[Source data]
---

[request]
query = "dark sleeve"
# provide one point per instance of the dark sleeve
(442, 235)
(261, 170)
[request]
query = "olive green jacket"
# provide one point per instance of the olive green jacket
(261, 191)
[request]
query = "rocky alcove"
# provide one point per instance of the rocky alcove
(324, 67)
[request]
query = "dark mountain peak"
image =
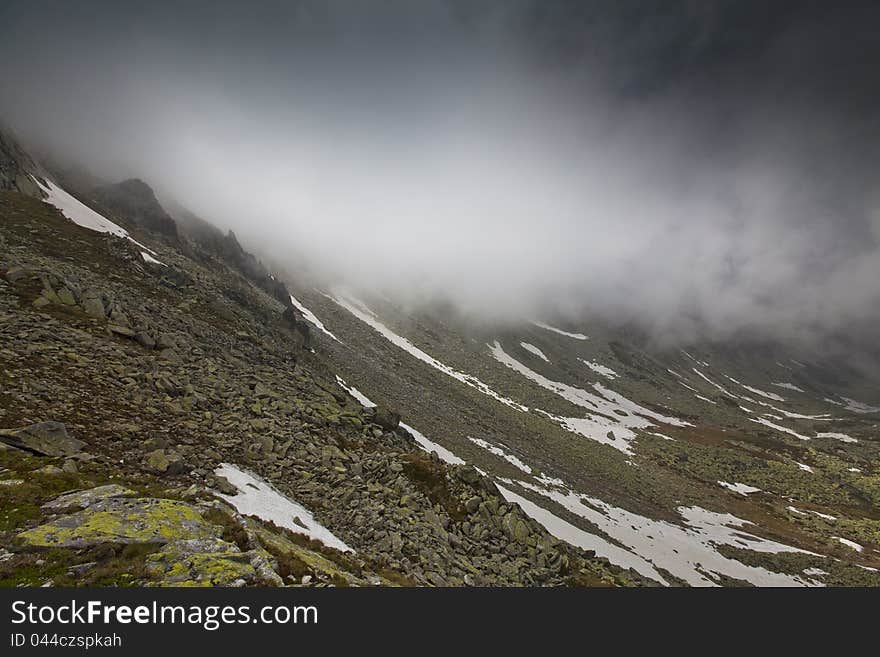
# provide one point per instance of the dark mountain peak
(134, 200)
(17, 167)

---

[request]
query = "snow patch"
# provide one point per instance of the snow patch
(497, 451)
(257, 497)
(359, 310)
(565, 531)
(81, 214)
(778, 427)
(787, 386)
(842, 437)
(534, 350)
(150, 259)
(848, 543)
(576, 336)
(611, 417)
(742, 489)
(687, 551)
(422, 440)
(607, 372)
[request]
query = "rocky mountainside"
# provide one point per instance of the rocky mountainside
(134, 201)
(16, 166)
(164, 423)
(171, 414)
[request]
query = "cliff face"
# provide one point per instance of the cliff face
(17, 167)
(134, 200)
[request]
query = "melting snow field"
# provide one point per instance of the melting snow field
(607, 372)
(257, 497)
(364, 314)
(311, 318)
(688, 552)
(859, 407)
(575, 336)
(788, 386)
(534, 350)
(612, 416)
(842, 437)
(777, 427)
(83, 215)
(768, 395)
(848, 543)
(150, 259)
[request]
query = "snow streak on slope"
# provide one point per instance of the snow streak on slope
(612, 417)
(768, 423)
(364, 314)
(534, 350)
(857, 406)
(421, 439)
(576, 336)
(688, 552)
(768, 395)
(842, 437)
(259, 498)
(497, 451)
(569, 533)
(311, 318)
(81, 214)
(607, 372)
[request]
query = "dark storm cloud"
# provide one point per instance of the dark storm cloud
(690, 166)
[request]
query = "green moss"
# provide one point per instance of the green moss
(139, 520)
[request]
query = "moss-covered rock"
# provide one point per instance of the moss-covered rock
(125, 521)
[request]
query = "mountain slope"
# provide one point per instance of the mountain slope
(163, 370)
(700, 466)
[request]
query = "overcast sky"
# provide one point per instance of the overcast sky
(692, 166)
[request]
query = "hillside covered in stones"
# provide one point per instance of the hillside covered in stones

---

--- SET EXERCISE ---
Locate every line in the listing that contains the string "mountainside" and copy each one. Matching is case-sensitive.

--- WRITTEN RESPONSE ---
query = "rocky mountainside"
# provide one point per instance of the rocky mountainside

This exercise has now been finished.